#### Brief:
Set down, word for word, the stretch of lines from the one containing "Objective: one point per instance of the gray" to the end of the records below.

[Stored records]
+ + +

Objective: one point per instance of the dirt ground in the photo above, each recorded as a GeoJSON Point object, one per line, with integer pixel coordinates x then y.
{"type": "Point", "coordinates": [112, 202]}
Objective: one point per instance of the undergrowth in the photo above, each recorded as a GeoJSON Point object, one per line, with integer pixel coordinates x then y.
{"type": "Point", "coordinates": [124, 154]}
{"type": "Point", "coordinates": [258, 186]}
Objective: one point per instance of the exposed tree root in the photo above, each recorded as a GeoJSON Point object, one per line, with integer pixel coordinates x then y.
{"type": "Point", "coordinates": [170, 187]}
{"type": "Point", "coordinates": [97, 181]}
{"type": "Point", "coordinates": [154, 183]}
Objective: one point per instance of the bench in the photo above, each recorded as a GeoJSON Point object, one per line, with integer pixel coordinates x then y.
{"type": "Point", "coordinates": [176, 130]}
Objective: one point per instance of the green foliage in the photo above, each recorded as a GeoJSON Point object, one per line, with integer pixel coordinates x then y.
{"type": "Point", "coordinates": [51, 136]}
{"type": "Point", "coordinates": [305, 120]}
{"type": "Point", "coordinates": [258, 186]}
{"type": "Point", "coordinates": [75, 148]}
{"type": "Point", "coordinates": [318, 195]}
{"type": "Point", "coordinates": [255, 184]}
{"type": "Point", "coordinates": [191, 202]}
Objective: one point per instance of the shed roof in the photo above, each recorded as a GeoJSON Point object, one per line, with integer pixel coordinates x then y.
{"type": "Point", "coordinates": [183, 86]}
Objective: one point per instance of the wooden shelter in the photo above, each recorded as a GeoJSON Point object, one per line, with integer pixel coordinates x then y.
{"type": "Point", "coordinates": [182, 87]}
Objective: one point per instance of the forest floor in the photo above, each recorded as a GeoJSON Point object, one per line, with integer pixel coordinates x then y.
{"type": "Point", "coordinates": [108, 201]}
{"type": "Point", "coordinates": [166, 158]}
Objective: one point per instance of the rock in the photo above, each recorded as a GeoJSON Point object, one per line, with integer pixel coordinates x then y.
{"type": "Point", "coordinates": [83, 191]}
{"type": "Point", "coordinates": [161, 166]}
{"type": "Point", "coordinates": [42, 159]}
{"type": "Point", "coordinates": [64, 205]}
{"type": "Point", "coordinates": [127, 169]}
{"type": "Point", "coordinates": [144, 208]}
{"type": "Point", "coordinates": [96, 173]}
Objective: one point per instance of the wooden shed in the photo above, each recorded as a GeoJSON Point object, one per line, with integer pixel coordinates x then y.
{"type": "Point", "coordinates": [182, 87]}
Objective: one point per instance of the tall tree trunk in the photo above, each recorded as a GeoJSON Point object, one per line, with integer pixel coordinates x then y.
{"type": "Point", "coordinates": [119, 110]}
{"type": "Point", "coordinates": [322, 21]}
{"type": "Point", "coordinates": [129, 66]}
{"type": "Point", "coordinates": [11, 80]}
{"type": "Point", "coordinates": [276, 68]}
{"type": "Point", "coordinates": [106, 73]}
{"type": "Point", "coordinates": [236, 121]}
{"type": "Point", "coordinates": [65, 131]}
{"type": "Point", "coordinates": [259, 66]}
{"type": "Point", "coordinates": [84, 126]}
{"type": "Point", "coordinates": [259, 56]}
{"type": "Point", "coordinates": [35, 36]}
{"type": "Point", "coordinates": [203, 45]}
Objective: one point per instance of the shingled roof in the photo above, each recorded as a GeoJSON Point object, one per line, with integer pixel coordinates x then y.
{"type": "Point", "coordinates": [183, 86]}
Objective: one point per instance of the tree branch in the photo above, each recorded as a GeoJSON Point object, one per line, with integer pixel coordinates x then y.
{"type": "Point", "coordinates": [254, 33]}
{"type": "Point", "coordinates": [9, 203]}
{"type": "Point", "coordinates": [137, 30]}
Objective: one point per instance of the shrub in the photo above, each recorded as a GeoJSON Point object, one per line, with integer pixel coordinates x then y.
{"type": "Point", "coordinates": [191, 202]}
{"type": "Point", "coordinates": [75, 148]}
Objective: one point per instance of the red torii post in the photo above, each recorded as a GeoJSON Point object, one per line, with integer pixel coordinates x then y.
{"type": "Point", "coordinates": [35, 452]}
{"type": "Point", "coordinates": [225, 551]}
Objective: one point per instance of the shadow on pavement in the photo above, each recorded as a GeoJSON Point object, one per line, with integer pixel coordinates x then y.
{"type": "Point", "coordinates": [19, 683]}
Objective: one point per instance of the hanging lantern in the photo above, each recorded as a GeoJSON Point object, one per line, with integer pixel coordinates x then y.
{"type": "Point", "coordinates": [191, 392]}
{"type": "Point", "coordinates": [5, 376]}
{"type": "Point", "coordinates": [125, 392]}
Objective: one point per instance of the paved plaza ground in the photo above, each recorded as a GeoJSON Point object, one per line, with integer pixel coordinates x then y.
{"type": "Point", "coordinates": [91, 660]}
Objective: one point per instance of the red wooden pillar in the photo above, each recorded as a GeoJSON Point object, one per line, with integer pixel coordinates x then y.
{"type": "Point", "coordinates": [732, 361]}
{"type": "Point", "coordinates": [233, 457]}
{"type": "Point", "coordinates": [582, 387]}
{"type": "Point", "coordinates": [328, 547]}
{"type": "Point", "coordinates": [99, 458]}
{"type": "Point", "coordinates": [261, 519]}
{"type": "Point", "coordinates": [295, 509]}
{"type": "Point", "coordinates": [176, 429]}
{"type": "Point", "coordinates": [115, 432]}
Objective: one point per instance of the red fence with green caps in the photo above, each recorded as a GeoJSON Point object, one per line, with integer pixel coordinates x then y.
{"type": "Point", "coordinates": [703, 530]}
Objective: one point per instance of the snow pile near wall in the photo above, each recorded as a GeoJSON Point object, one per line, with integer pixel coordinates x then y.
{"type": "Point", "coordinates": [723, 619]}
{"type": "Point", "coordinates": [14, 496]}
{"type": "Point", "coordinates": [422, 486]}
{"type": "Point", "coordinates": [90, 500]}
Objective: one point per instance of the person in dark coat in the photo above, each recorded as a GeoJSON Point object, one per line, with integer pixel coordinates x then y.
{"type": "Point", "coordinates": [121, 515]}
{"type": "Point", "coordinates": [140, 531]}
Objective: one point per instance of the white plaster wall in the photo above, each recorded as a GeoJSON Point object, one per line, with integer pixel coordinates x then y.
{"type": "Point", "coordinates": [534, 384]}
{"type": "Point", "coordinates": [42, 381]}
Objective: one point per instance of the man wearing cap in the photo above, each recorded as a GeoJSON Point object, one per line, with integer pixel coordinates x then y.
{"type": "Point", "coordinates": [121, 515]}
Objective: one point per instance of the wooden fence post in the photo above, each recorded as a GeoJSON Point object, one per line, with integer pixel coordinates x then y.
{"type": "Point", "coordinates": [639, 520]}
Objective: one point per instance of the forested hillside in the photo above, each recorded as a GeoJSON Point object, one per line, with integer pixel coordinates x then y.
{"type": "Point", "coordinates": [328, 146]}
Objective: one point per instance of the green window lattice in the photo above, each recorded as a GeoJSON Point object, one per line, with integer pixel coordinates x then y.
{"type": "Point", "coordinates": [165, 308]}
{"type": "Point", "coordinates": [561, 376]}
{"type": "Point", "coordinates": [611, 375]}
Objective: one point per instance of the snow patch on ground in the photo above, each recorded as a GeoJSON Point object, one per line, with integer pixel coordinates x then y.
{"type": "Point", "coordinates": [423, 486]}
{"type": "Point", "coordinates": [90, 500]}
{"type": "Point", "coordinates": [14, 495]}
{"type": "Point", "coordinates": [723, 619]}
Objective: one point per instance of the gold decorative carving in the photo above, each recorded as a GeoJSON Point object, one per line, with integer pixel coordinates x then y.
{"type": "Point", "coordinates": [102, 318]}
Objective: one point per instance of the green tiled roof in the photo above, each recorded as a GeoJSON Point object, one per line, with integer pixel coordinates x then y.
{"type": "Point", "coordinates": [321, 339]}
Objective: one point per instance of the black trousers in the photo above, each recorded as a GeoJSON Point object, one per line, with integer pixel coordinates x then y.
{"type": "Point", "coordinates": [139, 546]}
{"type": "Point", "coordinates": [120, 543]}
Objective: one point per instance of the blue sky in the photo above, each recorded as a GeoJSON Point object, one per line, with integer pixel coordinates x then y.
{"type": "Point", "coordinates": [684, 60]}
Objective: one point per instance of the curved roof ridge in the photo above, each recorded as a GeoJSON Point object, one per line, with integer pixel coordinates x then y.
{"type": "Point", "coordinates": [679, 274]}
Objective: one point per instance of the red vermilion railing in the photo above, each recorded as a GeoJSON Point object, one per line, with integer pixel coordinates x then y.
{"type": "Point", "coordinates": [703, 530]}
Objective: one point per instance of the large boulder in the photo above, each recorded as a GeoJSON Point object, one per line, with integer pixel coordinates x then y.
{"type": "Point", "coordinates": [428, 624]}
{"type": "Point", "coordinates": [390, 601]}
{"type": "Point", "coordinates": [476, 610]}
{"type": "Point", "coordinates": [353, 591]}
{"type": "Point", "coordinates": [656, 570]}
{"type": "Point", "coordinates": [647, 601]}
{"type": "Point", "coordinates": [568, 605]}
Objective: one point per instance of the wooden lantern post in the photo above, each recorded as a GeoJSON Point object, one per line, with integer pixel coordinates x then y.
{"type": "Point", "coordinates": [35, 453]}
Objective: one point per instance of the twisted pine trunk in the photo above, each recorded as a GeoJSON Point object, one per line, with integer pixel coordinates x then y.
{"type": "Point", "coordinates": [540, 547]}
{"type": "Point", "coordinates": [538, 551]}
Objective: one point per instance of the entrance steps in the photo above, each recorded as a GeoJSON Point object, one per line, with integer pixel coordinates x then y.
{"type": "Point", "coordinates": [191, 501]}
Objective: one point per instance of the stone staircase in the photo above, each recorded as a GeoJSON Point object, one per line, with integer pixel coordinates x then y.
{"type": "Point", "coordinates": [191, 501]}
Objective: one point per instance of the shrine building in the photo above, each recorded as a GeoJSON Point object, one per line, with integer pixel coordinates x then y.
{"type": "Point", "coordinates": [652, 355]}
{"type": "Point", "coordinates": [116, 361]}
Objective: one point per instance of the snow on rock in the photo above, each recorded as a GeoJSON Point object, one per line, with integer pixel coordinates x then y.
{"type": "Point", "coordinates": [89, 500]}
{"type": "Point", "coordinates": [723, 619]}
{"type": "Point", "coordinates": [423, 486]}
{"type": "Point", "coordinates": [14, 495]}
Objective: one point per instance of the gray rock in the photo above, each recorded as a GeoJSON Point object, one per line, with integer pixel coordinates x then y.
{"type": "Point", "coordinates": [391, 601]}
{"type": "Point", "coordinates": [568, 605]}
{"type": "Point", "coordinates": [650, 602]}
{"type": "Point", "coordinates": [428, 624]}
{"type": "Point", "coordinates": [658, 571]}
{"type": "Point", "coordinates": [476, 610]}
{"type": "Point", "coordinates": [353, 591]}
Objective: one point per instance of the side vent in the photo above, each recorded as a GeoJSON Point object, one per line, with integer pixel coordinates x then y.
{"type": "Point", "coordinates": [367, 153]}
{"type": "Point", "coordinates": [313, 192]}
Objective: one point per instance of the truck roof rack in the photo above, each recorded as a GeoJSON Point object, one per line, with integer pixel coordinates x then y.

+ + +

#### Exercise solution:
Objective: one point per instance of the gray rock in the photo above, each recorded as a GeoJSON Point object, one per line, with integer pixel coordinates x then y.
{"type": "Point", "coordinates": [391, 601]}
{"type": "Point", "coordinates": [568, 605]}
{"type": "Point", "coordinates": [650, 602]}
{"type": "Point", "coordinates": [428, 624]}
{"type": "Point", "coordinates": [658, 571]}
{"type": "Point", "coordinates": [476, 610]}
{"type": "Point", "coordinates": [353, 591]}
Objective: one point per instance of the side vent in the photo above, each recorded as a GeoJSON Point object, one per line, with integer pixel coordinates x then y.
{"type": "Point", "coordinates": [367, 153]}
{"type": "Point", "coordinates": [313, 192]}
Objective: one point per instance of the truck roof rack in the photo above, each recorded as a GeoJSON Point object, one per line, with integer pixel coordinates x then y.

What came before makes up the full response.